* Task instructions: Quote the gig review below, starting at "Following Nadia’s set, our" and stopping after "Glastonbury in June.".

* Extracted text:
===============

Photos of Alex Hall, Florie Namir and Rupert Caney at The Bedford by Kevin England
You can watch The Bedford show here in its entirety on The Bedford's Facebook Page. It should hopefully be added to the venue's YouTube page shortly too.
And so to Thursday night which saw three recent Glastonbury Festival confirmees together in a kind of pre-Green Futures celebratory night at the Bread and Roses pub in Clapham. First up was British-Spanish songstress Nadia Sheikh who will be appearing at the Festival with her band but tonight was playing a solo set, alternating between acoustic guitar and keyboard. She is a confident performer with a characterful, soulful twist to her voice, soft one moment yet able to rachet up the power at ease. Nadia is equally adept at setting up vocal and guitar loops and soon commanded an initially noisy room with her presence and strong suit of songs. Tonight’s included several unreleased tracks amid the familiar and a stand out for me was her sheer lyricism on the emotive "The Wire", shown below as a studio live recording.
Following Nadia’s set, our old friend Alex Hall took the stage with a slightly different set of songs to the previous evening’s selection with a welcome addition in the shape of the delightfully nostalgic and whimsical “Pterodactyl”, replete with a splendid trumpet solo. Alex will undoubtedly wow them at Glastonbury in June.

===============

* Available data:
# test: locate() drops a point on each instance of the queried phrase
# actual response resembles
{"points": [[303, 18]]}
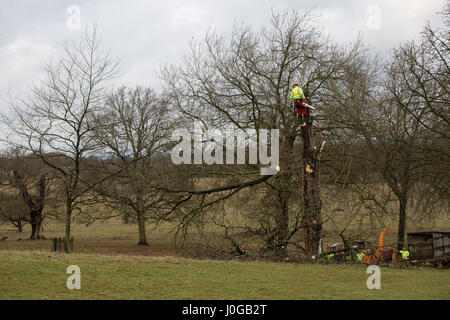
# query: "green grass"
{"points": [[42, 275]]}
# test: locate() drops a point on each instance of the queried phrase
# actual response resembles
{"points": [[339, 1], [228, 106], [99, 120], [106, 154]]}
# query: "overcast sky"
{"points": [[144, 34]]}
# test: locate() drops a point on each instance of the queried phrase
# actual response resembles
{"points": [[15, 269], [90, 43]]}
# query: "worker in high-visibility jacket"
{"points": [[405, 253], [297, 100], [360, 256]]}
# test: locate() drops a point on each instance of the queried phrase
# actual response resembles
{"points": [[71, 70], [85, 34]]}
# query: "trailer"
{"points": [[429, 245]]}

===============

* Your solution:
Following Nadia’s set, our old friend Alex Hall took the stage with a slightly different set of songs to the previous evening’s selection with a welcome addition in the shape of the delightfully nostalgic and whimsical “Pterodactyl”, replete with a splendid trumpet solo. Alex will undoubtedly wow them at Glastonbury in June.